**Goal of the exercise**
From the listing below, output only the lines starting at the line that has "Where can you spot the concrete" and ending at the line that has "Where can you spot the tree", exactly as they appear, ends included.
--- START ---
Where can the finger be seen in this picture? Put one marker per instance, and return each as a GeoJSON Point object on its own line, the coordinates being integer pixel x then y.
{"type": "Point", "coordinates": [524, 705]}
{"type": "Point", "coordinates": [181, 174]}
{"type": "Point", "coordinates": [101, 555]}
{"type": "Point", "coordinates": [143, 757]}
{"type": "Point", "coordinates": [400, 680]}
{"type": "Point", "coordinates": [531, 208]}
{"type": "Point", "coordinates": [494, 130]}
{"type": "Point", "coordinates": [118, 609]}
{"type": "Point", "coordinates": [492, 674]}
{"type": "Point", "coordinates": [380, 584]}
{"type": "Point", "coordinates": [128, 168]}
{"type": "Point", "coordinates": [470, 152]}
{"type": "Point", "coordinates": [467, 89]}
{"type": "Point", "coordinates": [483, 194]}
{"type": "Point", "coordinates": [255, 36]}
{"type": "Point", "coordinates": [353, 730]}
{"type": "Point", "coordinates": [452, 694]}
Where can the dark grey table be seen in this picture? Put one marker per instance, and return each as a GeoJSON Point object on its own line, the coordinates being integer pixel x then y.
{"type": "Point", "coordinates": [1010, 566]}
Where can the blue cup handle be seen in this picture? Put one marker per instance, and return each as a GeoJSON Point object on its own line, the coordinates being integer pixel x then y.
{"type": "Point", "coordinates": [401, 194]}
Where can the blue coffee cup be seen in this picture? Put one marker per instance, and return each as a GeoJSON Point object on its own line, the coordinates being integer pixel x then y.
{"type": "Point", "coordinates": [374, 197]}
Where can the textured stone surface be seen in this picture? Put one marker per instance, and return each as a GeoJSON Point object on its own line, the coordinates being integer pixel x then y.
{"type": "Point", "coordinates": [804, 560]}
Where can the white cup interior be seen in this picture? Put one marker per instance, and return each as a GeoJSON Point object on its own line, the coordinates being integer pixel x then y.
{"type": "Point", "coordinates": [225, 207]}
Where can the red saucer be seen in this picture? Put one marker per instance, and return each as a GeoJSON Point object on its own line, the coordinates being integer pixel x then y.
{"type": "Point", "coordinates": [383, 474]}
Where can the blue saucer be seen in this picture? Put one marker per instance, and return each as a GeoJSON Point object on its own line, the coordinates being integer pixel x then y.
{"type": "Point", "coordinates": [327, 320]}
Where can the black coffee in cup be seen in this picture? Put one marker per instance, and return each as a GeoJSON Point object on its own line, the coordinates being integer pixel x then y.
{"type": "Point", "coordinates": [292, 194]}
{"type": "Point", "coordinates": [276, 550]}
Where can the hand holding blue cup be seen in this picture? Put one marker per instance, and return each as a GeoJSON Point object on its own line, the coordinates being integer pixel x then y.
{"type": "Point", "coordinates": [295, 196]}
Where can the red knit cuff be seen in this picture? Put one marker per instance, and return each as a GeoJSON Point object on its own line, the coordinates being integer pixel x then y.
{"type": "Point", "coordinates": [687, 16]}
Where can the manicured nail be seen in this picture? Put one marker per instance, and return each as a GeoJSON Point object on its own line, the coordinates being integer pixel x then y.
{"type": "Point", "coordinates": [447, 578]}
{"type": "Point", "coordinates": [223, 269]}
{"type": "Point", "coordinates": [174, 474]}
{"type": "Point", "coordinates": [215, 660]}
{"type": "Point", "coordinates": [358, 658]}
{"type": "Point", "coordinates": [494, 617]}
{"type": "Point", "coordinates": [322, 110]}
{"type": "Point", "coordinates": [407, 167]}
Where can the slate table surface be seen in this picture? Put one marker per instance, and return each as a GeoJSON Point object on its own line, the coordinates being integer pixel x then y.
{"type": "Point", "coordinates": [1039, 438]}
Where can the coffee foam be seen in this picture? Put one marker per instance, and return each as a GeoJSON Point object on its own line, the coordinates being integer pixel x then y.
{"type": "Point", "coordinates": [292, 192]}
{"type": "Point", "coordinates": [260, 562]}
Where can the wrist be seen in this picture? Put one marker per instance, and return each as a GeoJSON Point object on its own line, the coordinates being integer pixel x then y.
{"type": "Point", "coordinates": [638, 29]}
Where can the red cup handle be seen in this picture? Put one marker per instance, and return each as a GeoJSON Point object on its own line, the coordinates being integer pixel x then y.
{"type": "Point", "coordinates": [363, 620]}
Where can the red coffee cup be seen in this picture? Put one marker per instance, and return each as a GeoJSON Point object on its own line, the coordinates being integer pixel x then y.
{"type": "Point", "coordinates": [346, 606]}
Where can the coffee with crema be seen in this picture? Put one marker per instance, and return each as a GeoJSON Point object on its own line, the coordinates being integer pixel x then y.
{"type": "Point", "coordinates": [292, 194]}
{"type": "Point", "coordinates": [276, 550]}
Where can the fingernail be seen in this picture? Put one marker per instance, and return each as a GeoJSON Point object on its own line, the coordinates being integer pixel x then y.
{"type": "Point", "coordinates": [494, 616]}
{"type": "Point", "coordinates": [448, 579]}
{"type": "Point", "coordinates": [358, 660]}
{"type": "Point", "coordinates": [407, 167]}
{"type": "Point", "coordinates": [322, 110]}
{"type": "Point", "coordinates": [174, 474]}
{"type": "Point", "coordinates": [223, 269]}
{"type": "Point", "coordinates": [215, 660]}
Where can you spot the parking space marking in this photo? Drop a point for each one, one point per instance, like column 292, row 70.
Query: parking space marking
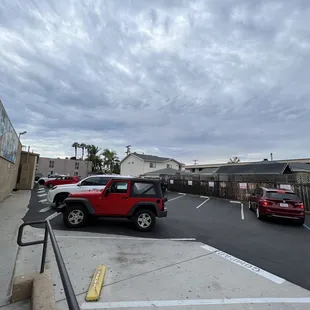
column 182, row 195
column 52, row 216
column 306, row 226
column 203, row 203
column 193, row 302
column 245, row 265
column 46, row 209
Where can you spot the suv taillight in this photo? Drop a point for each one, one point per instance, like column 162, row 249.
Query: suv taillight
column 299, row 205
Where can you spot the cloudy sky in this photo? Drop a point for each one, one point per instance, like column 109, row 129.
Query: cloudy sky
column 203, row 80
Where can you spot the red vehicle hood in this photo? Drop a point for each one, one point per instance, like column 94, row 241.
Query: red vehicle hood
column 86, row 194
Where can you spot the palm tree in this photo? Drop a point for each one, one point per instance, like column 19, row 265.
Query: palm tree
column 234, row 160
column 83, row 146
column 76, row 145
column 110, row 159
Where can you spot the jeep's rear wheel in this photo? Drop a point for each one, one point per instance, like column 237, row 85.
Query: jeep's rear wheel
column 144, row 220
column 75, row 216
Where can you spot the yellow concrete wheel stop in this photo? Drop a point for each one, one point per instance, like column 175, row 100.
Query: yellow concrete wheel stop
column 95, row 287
--- END ---
--- START ---
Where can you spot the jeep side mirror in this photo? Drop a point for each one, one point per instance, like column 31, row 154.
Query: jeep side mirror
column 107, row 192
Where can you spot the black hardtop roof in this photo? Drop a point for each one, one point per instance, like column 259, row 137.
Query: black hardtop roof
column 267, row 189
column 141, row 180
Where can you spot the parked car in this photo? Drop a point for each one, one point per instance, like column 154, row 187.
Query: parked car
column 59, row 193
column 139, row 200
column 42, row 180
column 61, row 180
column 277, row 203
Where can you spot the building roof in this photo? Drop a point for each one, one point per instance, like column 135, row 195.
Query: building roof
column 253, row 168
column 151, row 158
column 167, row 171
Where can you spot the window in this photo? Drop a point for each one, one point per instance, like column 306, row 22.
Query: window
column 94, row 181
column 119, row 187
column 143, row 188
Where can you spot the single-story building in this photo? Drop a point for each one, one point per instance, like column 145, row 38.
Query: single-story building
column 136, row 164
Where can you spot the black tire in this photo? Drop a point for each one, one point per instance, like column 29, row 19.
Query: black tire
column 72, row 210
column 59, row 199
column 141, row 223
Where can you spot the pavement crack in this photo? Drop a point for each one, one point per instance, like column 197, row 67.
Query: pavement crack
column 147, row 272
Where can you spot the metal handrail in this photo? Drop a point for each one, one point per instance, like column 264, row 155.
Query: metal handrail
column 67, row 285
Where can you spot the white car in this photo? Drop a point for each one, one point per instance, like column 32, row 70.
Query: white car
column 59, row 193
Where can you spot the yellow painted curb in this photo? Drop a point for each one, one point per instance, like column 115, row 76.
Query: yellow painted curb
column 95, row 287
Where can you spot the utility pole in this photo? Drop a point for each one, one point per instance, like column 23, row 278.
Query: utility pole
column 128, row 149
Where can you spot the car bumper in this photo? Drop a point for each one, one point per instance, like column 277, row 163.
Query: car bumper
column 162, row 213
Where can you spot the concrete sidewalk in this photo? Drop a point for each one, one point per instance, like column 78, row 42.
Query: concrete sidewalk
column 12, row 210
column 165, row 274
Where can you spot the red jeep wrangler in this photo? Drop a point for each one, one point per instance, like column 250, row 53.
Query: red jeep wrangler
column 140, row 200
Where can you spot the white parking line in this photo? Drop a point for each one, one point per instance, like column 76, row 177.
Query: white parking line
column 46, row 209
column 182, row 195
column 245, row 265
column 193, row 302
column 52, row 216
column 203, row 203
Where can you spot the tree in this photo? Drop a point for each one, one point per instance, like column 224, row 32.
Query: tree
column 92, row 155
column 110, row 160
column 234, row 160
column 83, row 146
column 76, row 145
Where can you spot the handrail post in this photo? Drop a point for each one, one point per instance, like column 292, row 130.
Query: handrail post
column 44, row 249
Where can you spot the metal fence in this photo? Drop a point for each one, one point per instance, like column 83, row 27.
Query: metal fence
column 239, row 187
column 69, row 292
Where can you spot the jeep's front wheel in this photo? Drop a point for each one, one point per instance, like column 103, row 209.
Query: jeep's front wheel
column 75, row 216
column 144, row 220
--- END ---
--- START ---
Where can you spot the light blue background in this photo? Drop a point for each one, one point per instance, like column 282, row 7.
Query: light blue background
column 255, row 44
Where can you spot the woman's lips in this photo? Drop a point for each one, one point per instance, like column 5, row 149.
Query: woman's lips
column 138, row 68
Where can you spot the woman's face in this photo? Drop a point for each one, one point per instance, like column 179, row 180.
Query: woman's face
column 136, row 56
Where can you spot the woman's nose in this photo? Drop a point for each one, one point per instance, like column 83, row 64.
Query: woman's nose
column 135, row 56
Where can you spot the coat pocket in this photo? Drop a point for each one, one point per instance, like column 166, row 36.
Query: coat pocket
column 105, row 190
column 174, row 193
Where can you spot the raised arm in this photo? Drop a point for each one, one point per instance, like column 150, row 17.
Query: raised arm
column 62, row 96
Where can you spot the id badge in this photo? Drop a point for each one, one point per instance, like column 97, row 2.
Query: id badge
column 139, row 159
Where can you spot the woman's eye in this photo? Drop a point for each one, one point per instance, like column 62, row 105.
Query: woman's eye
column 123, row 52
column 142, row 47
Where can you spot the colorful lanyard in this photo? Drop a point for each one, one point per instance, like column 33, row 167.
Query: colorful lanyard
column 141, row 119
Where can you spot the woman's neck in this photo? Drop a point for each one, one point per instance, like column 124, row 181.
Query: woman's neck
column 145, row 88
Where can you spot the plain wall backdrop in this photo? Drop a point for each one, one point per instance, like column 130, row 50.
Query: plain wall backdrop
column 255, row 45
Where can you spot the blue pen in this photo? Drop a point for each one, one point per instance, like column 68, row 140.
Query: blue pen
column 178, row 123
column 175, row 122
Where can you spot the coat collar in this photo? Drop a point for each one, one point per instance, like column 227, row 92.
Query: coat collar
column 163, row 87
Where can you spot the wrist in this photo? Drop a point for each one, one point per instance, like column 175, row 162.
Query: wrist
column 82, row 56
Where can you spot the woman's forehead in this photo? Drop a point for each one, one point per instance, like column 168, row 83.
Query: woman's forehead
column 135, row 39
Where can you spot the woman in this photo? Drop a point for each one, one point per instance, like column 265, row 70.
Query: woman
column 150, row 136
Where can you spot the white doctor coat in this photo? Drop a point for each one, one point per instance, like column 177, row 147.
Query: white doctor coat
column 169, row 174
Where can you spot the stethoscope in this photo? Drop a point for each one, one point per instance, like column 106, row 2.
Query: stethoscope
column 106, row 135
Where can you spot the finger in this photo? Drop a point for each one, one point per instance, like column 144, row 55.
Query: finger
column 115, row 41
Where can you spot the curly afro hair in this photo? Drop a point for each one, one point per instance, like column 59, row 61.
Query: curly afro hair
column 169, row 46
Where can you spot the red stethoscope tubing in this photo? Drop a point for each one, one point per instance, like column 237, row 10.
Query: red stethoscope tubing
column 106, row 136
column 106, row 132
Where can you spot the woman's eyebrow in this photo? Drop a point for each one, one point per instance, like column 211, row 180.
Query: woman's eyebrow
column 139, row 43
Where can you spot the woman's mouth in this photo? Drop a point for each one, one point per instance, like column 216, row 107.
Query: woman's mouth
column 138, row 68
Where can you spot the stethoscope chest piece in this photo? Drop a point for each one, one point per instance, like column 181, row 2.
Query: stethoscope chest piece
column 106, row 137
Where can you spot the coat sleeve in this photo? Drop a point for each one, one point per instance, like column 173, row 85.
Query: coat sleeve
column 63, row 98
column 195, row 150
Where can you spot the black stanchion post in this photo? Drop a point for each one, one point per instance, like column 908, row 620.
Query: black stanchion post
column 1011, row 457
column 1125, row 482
--- END ---
**Written reply**
Where can you spot the concrete sidewalk in this photo? Drop a point for each one, one point per instance, like column 78, row 42.
Query: concrete sidewalk
column 12, row 210
column 165, row 274
Where can you spot the red jeep wrangler in this photo? Drop a point for each one, one point per instance, like column 250, row 53.
Query: red jeep wrangler
column 140, row 200
Where can you spot the white parking line in this photo? Drop a point for each one, one point per instance, like column 76, row 177.
Query: white parking line
column 46, row 209
column 182, row 195
column 245, row 265
column 193, row 302
column 52, row 216
column 203, row 203
Where can you spot the tree in this photo? Drop a point for each one, one point per instance, like column 224, row 32.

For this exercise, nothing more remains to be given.